■ **Exercise requirements**
State how many lines of the entries below hold the word "opening"; reply with nothing but the number.

Saved data entries
_ _ _ _

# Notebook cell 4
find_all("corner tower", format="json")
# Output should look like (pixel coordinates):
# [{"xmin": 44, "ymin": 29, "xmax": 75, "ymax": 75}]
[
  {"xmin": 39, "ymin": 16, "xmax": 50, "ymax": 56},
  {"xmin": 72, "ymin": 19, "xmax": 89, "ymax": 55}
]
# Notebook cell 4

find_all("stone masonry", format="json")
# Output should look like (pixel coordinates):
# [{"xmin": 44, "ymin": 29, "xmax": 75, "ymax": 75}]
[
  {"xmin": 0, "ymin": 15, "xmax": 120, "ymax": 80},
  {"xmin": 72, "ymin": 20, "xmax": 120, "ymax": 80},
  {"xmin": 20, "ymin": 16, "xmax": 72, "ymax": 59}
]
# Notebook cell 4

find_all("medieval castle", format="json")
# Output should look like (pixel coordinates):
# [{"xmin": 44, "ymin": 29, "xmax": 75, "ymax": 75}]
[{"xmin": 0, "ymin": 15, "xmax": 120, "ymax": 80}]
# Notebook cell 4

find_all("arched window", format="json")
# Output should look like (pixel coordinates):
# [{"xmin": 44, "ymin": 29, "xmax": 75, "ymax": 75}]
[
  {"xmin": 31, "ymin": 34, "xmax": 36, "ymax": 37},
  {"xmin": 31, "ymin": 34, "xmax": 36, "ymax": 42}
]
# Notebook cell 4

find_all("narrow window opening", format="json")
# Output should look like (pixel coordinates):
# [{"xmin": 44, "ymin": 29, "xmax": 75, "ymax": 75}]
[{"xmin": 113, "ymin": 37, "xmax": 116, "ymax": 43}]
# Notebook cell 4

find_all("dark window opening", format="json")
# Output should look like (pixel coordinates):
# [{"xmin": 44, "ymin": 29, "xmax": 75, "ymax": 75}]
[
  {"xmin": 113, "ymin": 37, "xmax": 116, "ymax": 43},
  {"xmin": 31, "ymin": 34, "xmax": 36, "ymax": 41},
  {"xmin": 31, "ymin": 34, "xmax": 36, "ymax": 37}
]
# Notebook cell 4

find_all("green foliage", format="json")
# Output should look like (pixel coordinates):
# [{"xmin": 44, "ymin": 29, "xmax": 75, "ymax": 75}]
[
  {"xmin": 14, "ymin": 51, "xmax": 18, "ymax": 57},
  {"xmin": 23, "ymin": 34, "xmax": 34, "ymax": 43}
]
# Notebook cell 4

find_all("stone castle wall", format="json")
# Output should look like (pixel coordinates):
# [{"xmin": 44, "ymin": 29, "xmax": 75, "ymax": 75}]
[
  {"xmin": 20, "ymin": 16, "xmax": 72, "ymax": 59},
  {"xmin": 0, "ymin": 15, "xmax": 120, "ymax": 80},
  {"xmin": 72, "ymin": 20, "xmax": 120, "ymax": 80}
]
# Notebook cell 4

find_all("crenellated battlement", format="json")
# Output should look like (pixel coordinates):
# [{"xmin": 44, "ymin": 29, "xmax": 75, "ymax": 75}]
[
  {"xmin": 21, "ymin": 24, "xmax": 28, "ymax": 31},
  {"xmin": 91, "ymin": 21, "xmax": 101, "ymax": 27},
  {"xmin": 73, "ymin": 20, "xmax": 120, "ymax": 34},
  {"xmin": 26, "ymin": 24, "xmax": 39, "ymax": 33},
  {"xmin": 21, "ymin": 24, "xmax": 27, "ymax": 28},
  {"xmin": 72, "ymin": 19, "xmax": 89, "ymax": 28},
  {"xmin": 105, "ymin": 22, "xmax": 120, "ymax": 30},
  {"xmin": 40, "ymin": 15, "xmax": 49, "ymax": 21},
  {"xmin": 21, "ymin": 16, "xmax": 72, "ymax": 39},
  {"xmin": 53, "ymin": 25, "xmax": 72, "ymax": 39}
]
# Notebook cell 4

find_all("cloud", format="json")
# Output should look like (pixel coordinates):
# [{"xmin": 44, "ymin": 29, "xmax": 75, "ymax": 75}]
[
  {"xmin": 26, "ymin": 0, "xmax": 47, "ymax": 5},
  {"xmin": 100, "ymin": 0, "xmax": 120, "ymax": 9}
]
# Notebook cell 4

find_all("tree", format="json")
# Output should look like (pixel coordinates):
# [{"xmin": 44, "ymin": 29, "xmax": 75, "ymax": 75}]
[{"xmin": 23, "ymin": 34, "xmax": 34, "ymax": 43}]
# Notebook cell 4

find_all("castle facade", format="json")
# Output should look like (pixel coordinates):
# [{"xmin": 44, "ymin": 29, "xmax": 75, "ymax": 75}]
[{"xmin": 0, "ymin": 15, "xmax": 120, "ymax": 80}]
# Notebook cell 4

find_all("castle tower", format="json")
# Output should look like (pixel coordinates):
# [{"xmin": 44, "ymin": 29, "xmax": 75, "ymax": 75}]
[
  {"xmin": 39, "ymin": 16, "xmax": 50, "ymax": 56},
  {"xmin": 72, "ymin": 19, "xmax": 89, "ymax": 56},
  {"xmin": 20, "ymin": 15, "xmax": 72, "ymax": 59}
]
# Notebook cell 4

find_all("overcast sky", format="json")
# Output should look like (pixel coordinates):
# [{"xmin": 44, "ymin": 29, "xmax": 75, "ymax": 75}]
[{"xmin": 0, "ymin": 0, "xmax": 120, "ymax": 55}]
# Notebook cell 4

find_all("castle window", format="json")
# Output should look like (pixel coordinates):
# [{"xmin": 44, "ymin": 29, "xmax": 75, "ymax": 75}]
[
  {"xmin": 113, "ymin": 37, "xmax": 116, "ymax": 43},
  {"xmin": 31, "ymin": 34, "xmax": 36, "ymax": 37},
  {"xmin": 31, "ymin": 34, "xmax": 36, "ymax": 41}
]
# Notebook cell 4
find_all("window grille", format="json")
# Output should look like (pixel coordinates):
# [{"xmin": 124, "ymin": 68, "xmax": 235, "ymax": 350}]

_ _ _ _

■ **Exercise output**
2